| GIVEN TEXT |
- Opening Delimiter -

Colombia wants to restore industries such as textiles, fertilisers and metalworking as it seeks to cut its account deficit and wean the country off oil and mining, Bogotá’s new finance minister said.
Ricardo Bonilla, who took office this month, also cited pharmaceuticals manufacturing as an area Colombia wanted to develop.
“We are very interested in foreign investment that is not so concentrated in oil and coal but in industry.
“We have to rebuild the industrial apparatus to be able to have that production in Colombia . . . That does not mean that we do not buy goods but that we want the possibility of a more equal exchange.
“Colombia’s performance has been deficient [in recent decades] due to the conviction that it was more important for Colombians to consume cheap imported products than for us to try to produce them.”
President Gustavo Petro, a former member of a guerrilla group and Colombia’s first leftist leader, was elected last year promising social reforms and a shift away from oil, gas and mining, though these account for half of the country’s exports. Since then he has bristled against moderates in his government and congress, as well as businesses, and called on supporters to take to the streets to support his reforms.
Bonilla took office on May 1 following a cabinet reshuffle in which seven ministers lost their jobs. He previously served as finance secretary under Petro when the latter was mayor of Bogotá.
Bonilla replaced José Antonio Ocampo, a renowned professor of economics at Columbia University in New York, who in the 1990s served as finance minister and agriculture minister. Ocampo also previously worked at the United Nations and the central bank.
Ocampo was seen as a moderate buttress against an increasingly radical president and on several occasions walked back statements from cabinet members, such as when Irene Vélez-Torres, mining minister, promised a halt to new oil exploration projects.
Some analysts suggest Bonilla will be less able — or willing — to restrain Petro’s most extreme instincts. A note from Citibank following Ocampo’s ouster called Bonilla “more ideological” than his predecessor and said any reforms would be harder to pass thanks to a “left-leaning shift” in cabinet.
Bonilla, who said he was committed to reducing Colombia’s fiscal deficit, described his role as providing Petro with accurate information. “He wants to hear the truth, with real data and no sweet-talking.”
Colombia is Latin America’s fourth-largest economy, and gross domestic product grew by 7.5 percentage points last year, but that growth has slowed sharply amid a broader slowdown, while inflation is running at an annual 13 per cent.
Petro’s previous coalition in congress fell apart as he struggled to pass a health reform bill that would drastically increase the state’s role in healthcare. At that time Petro said he would “build a new cabinet that will help consolidate the government programme”.
Bonilla said: “Governance has always been the order of the day. The concern over recent days is how to rebuild a parliamentary alliance that will move the [reform] projects forward.”
A report by rating agency Moody’s published on Monday found that while Colombia’s strong institutions limit the government’s ability for radical upheaval, “a deterioration in business sentiment” risks hurting investment and potential GDP growth.

- Closing Delimiter -

[Source records]
- Opening Delimiter -

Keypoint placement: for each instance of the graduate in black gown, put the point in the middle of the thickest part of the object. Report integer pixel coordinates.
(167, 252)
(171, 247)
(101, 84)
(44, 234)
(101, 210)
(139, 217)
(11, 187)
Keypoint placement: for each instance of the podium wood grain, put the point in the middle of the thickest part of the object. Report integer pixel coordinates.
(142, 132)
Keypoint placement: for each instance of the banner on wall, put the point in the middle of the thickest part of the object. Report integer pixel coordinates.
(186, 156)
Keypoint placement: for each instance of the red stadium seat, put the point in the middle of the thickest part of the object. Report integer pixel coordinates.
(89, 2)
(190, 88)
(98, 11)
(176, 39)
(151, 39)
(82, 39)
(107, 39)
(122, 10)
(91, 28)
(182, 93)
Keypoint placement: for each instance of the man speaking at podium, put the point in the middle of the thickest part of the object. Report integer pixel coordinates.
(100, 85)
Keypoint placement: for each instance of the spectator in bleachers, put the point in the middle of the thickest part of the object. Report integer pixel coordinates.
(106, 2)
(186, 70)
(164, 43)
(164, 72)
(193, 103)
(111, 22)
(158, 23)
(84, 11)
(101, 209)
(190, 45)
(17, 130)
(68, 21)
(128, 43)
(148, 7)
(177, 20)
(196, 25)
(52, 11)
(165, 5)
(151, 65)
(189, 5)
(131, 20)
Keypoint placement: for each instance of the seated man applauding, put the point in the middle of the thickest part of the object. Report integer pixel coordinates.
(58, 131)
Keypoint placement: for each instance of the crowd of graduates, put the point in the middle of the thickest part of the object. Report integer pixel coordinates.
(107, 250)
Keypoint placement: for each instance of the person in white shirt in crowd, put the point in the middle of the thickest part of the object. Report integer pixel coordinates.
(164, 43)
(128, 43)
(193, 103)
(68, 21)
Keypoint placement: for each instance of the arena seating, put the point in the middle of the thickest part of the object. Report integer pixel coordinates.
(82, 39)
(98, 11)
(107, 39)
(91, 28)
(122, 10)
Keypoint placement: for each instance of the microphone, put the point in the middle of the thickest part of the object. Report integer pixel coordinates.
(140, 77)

- Closing Delimiter -

| EXERCISE REQUIREMENTS |
In the article about Colombia's new finance minister, on what date did Ricardo Bonilla take office? These lines come from a separate source.

| SOLUTION BELOW |
May 1